## Work order
Word for word, please restate the line that contains "Where can you see the airplane door" and all lines after it through the end of the material, minus the pictures.

++++++++++

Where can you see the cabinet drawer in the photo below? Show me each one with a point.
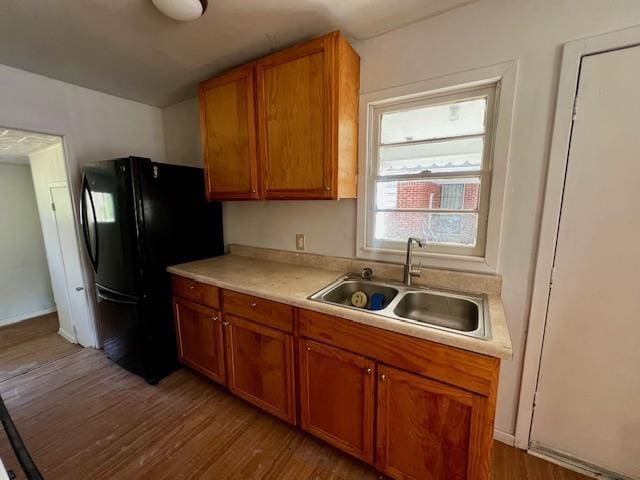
(266, 312)
(195, 291)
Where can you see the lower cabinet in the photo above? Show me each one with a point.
(424, 427)
(429, 416)
(337, 397)
(199, 333)
(260, 366)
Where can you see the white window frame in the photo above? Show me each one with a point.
(503, 77)
(429, 100)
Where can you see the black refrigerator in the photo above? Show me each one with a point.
(138, 217)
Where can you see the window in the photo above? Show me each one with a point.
(430, 172)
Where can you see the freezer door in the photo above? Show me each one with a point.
(110, 226)
(137, 335)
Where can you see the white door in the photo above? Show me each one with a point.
(78, 302)
(588, 399)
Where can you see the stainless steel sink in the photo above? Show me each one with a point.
(453, 312)
(447, 312)
(341, 294)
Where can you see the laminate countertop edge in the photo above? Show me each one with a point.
(293, 284)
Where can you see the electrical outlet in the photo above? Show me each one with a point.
(299, 241)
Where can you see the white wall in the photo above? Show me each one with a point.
(182, 147)
(25, 289)
(481, 34)
(95, 126)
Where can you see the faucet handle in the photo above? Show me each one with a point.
(367, 273)
(415, 269)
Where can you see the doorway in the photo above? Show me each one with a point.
(43, 296)
(588, 389)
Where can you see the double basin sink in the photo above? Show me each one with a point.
(461, 314)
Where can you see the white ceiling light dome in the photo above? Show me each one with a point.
(182, 10)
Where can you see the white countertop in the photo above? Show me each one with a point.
(293, 284)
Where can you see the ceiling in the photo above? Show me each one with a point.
(17, 145)
(129, 49)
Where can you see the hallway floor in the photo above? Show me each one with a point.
(82, 417)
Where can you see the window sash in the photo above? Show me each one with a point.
(484, 174)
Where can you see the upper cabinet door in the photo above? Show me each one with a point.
(228, 130)
(295, 108)
(307, 120)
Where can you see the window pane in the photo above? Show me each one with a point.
(450, 194)
(444, 228)
(437, 121)
(447, 156)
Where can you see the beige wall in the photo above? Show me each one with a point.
(481, 34)
(25, 289)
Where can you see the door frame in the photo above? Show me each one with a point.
(572, 54)
(51, 128)
(70, 336)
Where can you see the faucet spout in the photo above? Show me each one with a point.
(409, 269)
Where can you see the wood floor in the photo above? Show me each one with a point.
(83, 417)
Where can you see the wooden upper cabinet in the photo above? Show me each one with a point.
(285, 126)
(337, 397)
(426, 429)
(307, 119)
(199, 335)
(228, 132)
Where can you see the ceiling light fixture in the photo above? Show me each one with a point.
(182, 10)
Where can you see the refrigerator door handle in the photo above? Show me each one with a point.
(117, 297)
(86, 192)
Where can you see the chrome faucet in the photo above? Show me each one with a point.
(409, 269)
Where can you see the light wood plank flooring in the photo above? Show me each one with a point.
(83, 417)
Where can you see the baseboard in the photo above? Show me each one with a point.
(504, 437)
(67, 336)
(26, 316)
(574, 464)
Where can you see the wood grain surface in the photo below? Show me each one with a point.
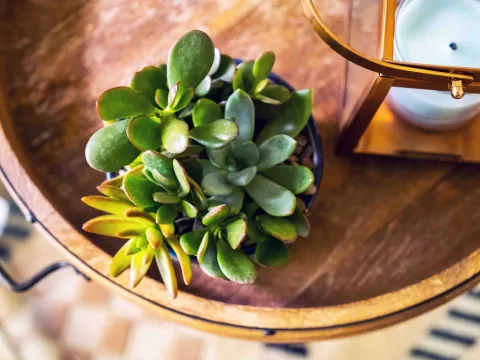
(391, 237)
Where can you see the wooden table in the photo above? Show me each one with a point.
(391, 238)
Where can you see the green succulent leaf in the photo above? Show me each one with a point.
(216, 215)
(240, 108)
(190, 59)
(165, 267)
(271, 197)
(161, 98)
(301, 223)
(163, 165)
(144, 133)
(154, 237)
(216, 134)
(109, 149)
(174, 135)
(272, 253)
(234, 200)
(204, 87)
(226, 70)
(276, 92)
(123, 102)
(148, 80)
(165, 198)
(108, 205)
(263, 65)
(242, 177)
(113, 192)
(206, 111)
(189, 209)
(139, 190)
(280, 228)
(247, 153)
(217, 184)
(292, 118)
(166, 214)
(190, 242)
(235, 264)
(295, 178)
(121, 261)
(111, 225)
(236, 232)
(183, 259)
(207, 258)
(182, 176)
(139, 266)
(275, 150)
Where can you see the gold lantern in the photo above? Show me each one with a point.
(383, 89)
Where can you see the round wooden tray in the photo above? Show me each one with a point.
(391, 238)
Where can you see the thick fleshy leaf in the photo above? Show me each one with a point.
(301, 223)
(226, 70)
(216, 215)
(139, 267)
(272, 198)
(183, 259)
(111, 225)
(242, 177)
(275, 150)
(206, 111)
(240, 108)
(247, 153)
(165, 198)
(204, 87)
(148, 80)
(123, 102)
(272, 253)
(246, 69)
(165, 266)
(280, 228)
(182, 176)
(217, 58)
(217, 184)
(263, 65)
(154, 237)
(277, 92)
(113, 192)
(236, 232)
(234, 200)
(191, 241)
(108, 205)
(121, 261)
(190, 59)
(189, 209)
(174, 135)
(295, 178)
(161, 98)
(216, 134)
(156, 161)
(208, 259)
(109, 149)
(166, 214)
(292, 119)
(144, 133)
(139, 190)
(235, 264)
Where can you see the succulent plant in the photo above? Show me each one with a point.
(201, 119)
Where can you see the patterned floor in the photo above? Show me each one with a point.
(68, 318)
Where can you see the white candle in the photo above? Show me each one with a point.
(441, 32)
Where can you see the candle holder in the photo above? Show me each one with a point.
(395, 101)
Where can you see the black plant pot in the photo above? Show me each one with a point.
(185, 224)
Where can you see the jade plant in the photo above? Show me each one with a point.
(204, 142)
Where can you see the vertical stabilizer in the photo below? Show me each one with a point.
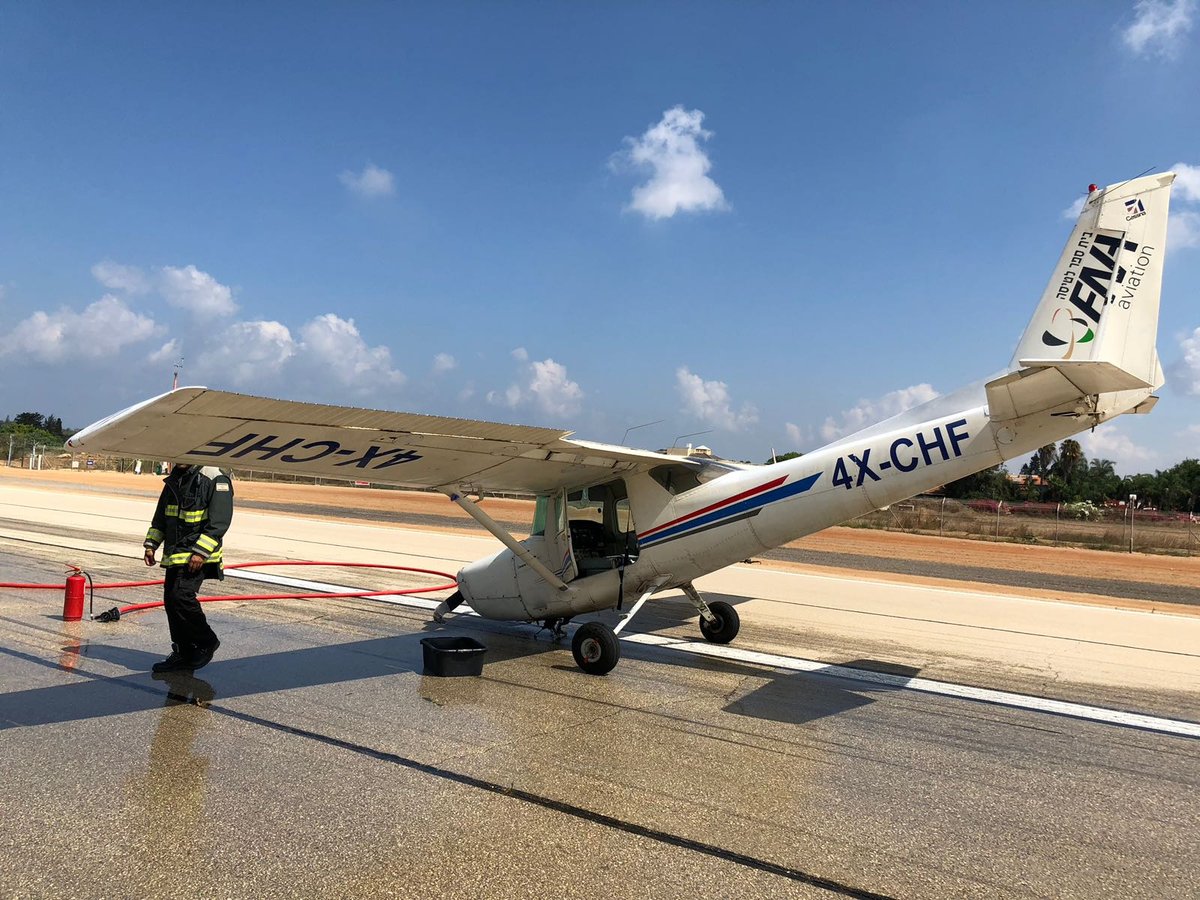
(1098, 317)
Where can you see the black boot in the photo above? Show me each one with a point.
(201, 657)
(178, 661)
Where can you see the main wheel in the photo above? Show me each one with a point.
(726, 627)
(595, 648)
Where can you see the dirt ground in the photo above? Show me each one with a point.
(435, 511)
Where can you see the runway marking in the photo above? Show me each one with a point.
(796, 664)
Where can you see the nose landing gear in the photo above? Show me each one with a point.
(595, 648)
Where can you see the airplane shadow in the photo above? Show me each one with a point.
(137, 691)
(802, 697)
(789, 697)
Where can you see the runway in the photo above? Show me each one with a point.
(316, 759)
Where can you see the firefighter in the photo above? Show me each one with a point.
(190, 522)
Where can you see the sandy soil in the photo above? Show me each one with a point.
(415, 508)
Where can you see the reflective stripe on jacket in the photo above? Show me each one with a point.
(193, 513)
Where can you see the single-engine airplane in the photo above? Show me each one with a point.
(616, 525)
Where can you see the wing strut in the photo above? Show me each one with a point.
(508, 540)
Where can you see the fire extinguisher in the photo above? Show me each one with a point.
(72, 600)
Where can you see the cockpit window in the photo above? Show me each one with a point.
(678, 479)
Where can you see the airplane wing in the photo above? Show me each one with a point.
(209, 427)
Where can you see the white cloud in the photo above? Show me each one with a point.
(1159, 27)
(555, 393)
(127, 279)
(709, 402)
(371, 183)
(868, 412)
(1187, 183)
(679, 180)
(798, 436)
(547, 387)
(335, 346)
(1183, 229)
(1108, 442)
(1189, 369)
(328, 349)
(196, 292)
(249, 353)
(101, 330)
(167, 353)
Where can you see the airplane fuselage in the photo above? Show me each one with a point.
(749, 511)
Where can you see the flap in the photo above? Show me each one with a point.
(211, 427)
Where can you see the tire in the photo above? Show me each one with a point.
(595, 648)
(726, 627)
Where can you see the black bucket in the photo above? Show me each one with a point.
(453, 657)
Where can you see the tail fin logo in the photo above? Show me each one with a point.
(1067, 330)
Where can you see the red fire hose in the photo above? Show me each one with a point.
(72, 607)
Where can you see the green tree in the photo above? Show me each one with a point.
(1101, 481)
(991, 484)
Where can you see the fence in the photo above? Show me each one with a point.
(1080, 525)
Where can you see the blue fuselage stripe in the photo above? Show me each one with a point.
(736, 510)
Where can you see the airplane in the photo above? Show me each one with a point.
(615, 525)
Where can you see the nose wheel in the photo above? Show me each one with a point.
(595, 648)
(719, 621)
(725, 623)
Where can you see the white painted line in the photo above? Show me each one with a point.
(317, 587)
(796, 664)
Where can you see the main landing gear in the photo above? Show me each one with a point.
(597, 649)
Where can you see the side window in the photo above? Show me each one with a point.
(539, 516)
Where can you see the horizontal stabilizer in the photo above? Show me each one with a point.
(1091, 376)
(1045, 384)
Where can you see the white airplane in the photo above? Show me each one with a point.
(615, 525)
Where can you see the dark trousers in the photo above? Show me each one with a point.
(185, 617)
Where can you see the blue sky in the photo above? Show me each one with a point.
(769, 221)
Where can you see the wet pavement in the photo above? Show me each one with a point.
(313, 759)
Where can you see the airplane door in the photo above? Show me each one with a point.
(561, 557)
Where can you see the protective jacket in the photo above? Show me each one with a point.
(193, 513)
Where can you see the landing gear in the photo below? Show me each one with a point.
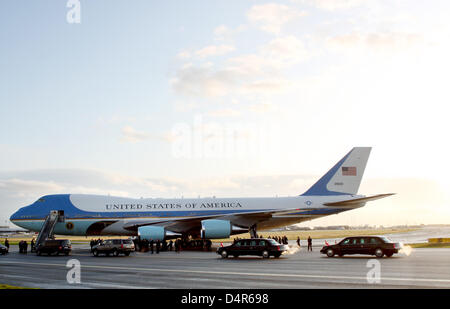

++++++++++

## Solved problem
Where can you see the airplane door in the photo above? Show me each one with a point.
(561, 557)
Where can you see the protective jacket in the photo above? Show me each one with a point.
(193, 513)
Where can you see the landing gear in the photo below? Show me each one with a point.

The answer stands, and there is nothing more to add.